Cabrini University welcomed guests and panelists from around the world to its fourth biennial National Undergraduate Conference on Body Image on Thursday, Oct. 1. Presented in a virtual format for the first time, the conference explored “Diversity and the Body,” engaging dozens of attendees with a full-day itinerary including panels, lectures, a poetry slam, and discussions regarding how body image and body positivity are closely aligned with issues of race, sexuality, and mental health.
“The silver lining of holding our Body Image Conference virtually during the ongoing pandemic is that it allowed us to feature the perspectives of international scholars and guests who would not have been able to attend otherwise,” said Michelle Filling-Brown, PhD, Dean of the School of Humanities and Social Sciences and Co-Editor of Cabrini’s Body Studies Journal. “We are grateful for the support of the KatherineAlexandra Foundation, which has supported culturally relevant body studies initiatives across Cabrini’s School of Humanities and Social Sciences and made our Body Image Conference series a continuous source of enlightenment since 2014.”
During a morning lecture that provided a primer for the importance of the day’s discussions, Celia E. Szelwach, DBA, Assistant Professor of Leadership and Organization Development and Change at Cabrini, cited a study that said, “Our communication impact is based seven percent on the content of what we say and 93 percent on our presence or being.”
The conference culminated in a keynote address by Amber Hikes, Chief Equity and Inclusion Officer at the American Civil Liberties Union (ACLU). Formerly the Executive Director of the Philadelphia Mayor’s Office of LGBTQ Affairs, Hikes focused her keynote on the tenets of allyship and the ways in which individuals can contribute to a body positive society.
Hikes used the virtual format to poll the audience and navigate the conversation based on the poll results. In one poll, she asked attendees what they thought about their bodies at age 4. Nearly three quarters of attendees said they trusted their bodies at that age, even if they had no awareness of a body image. A subsequent poll revealed that far fewer attendees had that mindset today, with 43 percent reporting that they liked their body but still harbored complicated feelings about it.
“Children start out with confidence in possibility, but our media, culture, and families chip away at this,” Hikes said. The goal, she suggested, is “collective liberation” in which we “focus our allyship on bodies that are different than ours and hold that respect for your own body.”
“None of us is free until all of us are free,” she said, indicating that the scope of body positivity intersects many issues of oppression, including racism, fat phobia, and homophobia.

### Problem requirements
Continue the article about Cabrini University's virtual body image conference from its last sentence.

### Extracted material
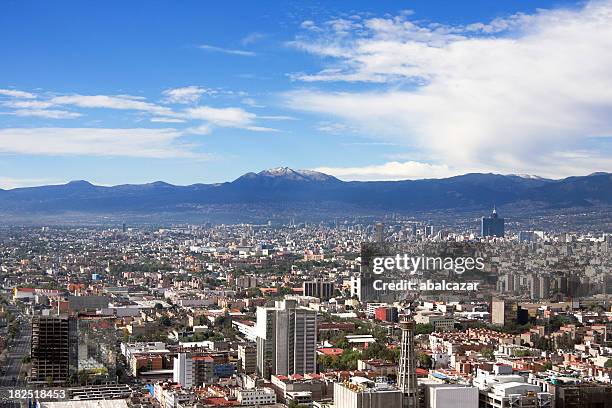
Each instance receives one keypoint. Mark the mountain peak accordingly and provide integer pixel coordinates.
(297, 175)
(79, 183)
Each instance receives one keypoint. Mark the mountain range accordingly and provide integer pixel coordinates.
(285, 188)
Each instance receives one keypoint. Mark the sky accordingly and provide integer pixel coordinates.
(187, 92)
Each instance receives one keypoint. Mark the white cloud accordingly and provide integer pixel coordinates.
(17, 94)
(12, 182)
(132, 142)
(46, 113)
(27, 104)
(253, 38)
(229, 51)
(226, 117)
(186, 95)
(514, 94)
(126, 102)
(389, 171)
(166, 120)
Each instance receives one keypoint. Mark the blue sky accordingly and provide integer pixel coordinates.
(187, 92)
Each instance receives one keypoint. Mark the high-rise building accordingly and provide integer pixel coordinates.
(194, 369)
(498, 312)
(319, 288)
(360, 392)
(534, 287)
(247, 354)
(379, 229)
(406, 373)
(544, 286)
(54, 349)
(286, 339)
(492, 226)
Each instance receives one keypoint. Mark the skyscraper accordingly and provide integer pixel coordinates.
(406, 374)
(53, 349)
(379, 232)
(286, 339)
(492, 226)
(319, 288)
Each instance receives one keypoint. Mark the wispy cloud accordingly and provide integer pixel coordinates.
(111, 102)
(513, 94)
(17, 94)
(45, 113)
(390, 171)
(226, 117)
(252, 38)
(129, 142)
(166, 120)
(184, 95)
(229, 51)
(13, 182)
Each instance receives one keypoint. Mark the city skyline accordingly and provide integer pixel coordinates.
(195, 94)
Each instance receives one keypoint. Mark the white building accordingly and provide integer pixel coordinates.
(182, 370)
(286, 339)
(256, 396)
(450, 395)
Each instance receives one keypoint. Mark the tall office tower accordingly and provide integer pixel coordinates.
(379, 230)
(406, 373)
(286, 339)
(544, 286)
(53, 349)
(247, 354)
(534, 287)
(324, 290)
(492, 226)
(498, 312)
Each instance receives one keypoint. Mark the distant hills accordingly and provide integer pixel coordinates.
(286, 188)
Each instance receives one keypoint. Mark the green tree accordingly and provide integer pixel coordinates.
(488, 353)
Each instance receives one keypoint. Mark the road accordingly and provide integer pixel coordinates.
(17, 349)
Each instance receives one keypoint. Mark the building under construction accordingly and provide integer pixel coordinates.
(53, 352)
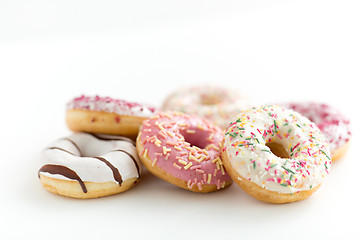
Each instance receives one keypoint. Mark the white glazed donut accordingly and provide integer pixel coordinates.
(214, 103)
(89, 166)
(276, 155)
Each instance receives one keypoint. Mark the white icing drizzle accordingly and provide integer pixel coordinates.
(78, 152)
(309, 155)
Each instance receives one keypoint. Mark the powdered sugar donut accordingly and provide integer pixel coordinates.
(216, 104)
(106, 115)
(89, 166)
(275, 154)
(183, 150)
(333, 124)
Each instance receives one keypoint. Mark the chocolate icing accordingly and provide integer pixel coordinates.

### Result of the task
A series of presentations by Cabrini students explored some of these topics more specifically, including senior Julia Smith’s examination of the relationship between sexual submission and domination and women’s feelings about their bodies and senses of sexuality. Senior Brittany Romano also explored the concept of the “never-ending closet” and how many individuals in the LGBTQ+ community struggle with accepting themselves even after they’ve come out.
Senior Ceonna Morris-Hayes then engaged the audience with her visual essay, “Black Fat Women Are Art,” in which she shared photos of herself that she said she once would have felt too insecure to share.
“Take a picture of yourself and get comfortable with it,” Morris-Hayes said.
In response to Morris-Hayes’ presentation, Maya Gordon, PhD, Associate Professor of Psychology at Cabrini, said, “Women get accustomed to looking at their own bodies and thinking there’s something wrong with it.”
Two students at the University of Florence in Italy, as well as a student at Aksaray University in Turkey, examined, among other topics, the influence of social media on body image and how Instagram can be a toxic influence, particularly for women.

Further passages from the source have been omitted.